*WHAT IS ASKED*
1/ Decide whether each statement agrees with the passage on medieval invasions of India, answering yes or no and quoting the deciding words: (a) temples built in this era were larger and more ornate than earlier ones; (b) much Vedantic literature was translated into regional languages between the 12th and 15th centuries; (c) representation of sex was a taboo until the end of the first millennium.
2/ Answer these questions from the passage on medieval invasions of India:
(a) What two examples does it give of research and representation of sex?
(b) By what century is the flexible varna system speculated to have become the modern caste system?
(c) What did the religious sects lose?

Medieval invasions on India led to killings of millions of Hindu men and women and left a deep impact on social aspects and religions customs of Hindu population.

Until end of first millennium Hindu philosophy and traditions enjoyed a significant amount of flexibility and adaptability. Research and representation of sex (viz. Kama Sutra and Khajuraho) was not a taboo. Debates of different religious and philosophical aspects were organized and cherished. Hindu sciences and research in Yoga, Ayurveda, Spiritual research, Mathematics and Philosophy achieved great heights in this golden age.

The invasions, wars, conversions, massacres and destruction of temples and universities led to social insecurity and political instability. With fall of Hindu kings, research of sciences and philosophy faced some setback due to lack of funding, royal support and open environment. Many rituals and customs were restricted as a natural reaction of self defense and survival. The religious sects lost facility of debates and exchange of ideas.

Idols in numerous temples were unarmed, temples were desecrated. Several ancient temples that were considered architectural masterpiece of those times were demolished. This altered the architecture of the temples in the north and central India. The temples built in this era are found to be smaller, simpler, low cost and at times have adopted some Islamic architectural shapes as well.

It is speculated that the flexible varna system that existed in India for centuries, slowly converted into the modern caste system by 15th century. The medieval era Islamic Sultanates in India utilized social stratification to rule and collect tax revenue from non-Muslims. Richard Eaton states that, "Looking at Bengal's Hindu society as a whole, it seems likely that the caste system - far from being the ancient and unchanging essence of Indian civilization as supposed by generations of Orientalists - emerged into something resembling its modern form only in the period 1200-1500".

While Sanskrit language and research on Vedantic philosophy faced a period of struggle, vernacular regional languages based on Sanskrit thrived. A lot of Vedantic literature got translated into these languages between 12th to 15th centuries. The new customs that took place of age old rituals were mostly specific to local regions, languages and caste thereby dividing the Hindu community.

*DATASET CONTENT*
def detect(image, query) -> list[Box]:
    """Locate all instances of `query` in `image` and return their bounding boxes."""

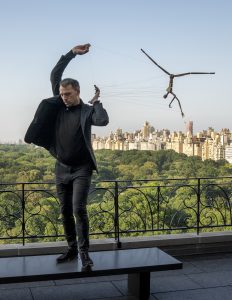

*EXERCISE RESULTS*
1/
(a) No: "The temples built in this era are found to be smaller, simpler, low cost"
(b) Yes: "A lot of Vedantic literature got translated into these languages between 12th to 15th centuries."
(c) No: "Research and representation of sex (viz. Kama Sutra and Khajuraho) was not a taboo."

2/
(a) Kama Sutra and Khajuraho
(b) The 15th century
(c) The facility of debates and exchange of ideas